§ Short task:
Revise the records below by replacing "indicate" with "mark" everywhere it occurs, and keep every other line unchanged.

Excerpts from point annotation data:
"""

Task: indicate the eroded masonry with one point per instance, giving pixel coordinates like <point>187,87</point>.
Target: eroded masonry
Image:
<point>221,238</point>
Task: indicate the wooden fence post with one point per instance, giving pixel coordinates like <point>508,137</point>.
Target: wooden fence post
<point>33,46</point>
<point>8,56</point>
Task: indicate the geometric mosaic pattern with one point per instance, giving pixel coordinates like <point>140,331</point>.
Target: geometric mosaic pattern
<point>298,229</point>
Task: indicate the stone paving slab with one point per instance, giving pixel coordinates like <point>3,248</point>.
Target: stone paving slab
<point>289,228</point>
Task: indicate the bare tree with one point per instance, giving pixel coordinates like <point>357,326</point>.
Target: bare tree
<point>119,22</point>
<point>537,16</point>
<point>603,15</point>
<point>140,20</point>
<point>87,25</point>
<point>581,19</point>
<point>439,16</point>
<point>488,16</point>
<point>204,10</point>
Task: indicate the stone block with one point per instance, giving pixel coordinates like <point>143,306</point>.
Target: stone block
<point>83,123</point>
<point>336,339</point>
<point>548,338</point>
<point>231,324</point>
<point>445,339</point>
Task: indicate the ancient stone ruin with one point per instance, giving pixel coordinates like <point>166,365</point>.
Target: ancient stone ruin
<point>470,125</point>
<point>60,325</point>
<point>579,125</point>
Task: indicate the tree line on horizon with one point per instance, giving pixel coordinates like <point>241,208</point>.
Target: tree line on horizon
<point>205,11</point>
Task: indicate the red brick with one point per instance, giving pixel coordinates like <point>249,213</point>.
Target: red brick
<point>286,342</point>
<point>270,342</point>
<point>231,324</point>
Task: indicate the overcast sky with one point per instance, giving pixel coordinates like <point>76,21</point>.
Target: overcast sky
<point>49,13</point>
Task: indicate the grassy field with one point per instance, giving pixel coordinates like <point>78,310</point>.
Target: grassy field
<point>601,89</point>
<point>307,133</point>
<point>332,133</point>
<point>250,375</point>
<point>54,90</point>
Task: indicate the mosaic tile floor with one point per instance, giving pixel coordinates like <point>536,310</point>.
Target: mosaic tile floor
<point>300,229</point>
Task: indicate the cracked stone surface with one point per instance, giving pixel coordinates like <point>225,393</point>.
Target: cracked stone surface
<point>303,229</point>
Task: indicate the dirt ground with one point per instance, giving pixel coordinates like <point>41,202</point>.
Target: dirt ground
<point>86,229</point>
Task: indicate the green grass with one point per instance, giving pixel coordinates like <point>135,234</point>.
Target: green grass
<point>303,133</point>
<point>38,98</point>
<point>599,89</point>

"""

§ Exercise answer:
Task: mark the eroded masonry with one point per instance, giving pixel coordinates like <point>187,87</point>.
Target: eroded masonry
Image:
<point>221,238</point>
Task: mark the wooden fence post with one point per instance, giving pixel coordinates like <point>508,137</point>.
Target: wooden fence post
<point>33,46</point>
<point>8,56</point>
Task: mark the geometric mosaic pattern with one point per instance, giving pixel coordinates like <point>140,331</point>.
Target: geometric mosaic pattern
<point>298,229</point>
Task: mark the stone paving slab with one point per instance, giving pixel coordinates like <point>3,248</point>.
Target: stone paving slab
<point>289,228</point>
Task: mark the bare tree with one point per instance, giving pixel coordinates like <point>357,326</point>.
Target: bare tree
<point>119,22</point>
<point>537,16</point>
<point>603,15</point>
<point>140,20</point>
<point>87,25</point>
<point>581,19</point>
<point>439,16</point>
<point>488,16</point>
<point>204,10</point>
Task: mark the stone block with one point per instance, giving pixel coordinates like <point>143,306</point>.
Target: stone block
<point>83,123</point>
<point>336,339</point>
<point>548,338</point>
<point>231,324</point>
<point>445,339</point>
Task: mark the ancient stone ruin with one point per instance, giving pixel coordinates like <point>166,365</point>.
Target: ancient stone ruin
<point>470,125</point>
<point>60,325</point>
<point>579,125</point>
Task: mark the tree line on horizon with one point per instance, giving pixel coordinates like <point>241,208</point>.
Target: tree line on horizon
<point>205,11</point>
Task: mark the red brick with one point per instance, giving pixel coordinates like <point>249,213</point>.
Target: red brick
<point>286,342</point>
<point>270,342</point>
<point>231,324</point>
Task: mark the overcast sky with one point per instance, giving pixel coordinates like <point>76,21</point>.
Target: overcast sky
<point>49,13</point>
Task: mark the grassy field with one point per instance, giving pixel coordinates like <point>78,310</point>.
Target: grassy field
<point>601,89</point>
<point>307,133</point>
<point>332,133</point>
<point>250,375</point>
<point>54,90</point>
Task: mark the mosaic tile floor with one point per instance, giving pixel coordinates like <point>536,310</point>.
Target: mosaic tile floor
<point>300,229</point>
Task: mark the cracked stone surface with one point per instance, giving pixel coordinates like <point>225,393</point>.
Target: cracked stone surface
<point>303,229</point>
Task: mark the dirt ground with one point per instance, giving pixel coordinates like <point>41,202</point>.
Target: dirt ground
<point>86,229</point>
Task: mark the green grass with one point per instance, giving pixel coordinates like <point>135,234</point>.
Target: green grass
<point>303,133</point>
<point>38,98</point>
<point>599,89</point>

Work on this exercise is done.